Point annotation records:
______

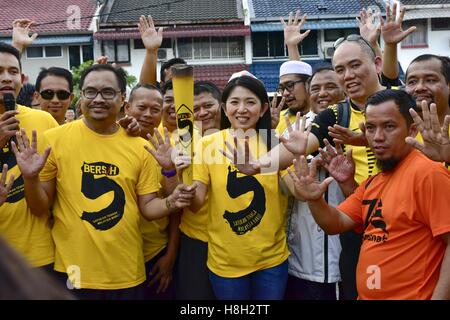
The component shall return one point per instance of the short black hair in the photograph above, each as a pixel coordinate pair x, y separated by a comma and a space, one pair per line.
6, 48
119, 72
166, 65
145, 86
166, 87
445, 64
209, 87
402, 99
57, 72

______

WRITTEN INSTRUCTION:
Your copy of the data above should match it exactly, except that pictures are left out.

RESPONSE TO THE TASK:
The component shall return one point per instance of the short black hair in the photograph above, each as a pixel coordinate pair x, y separated by a comma and a space, one pair per line.
6, 48
119, 72
166, 65
145, 86
166, 87
445, 64
209, 87
402, 99
57, 72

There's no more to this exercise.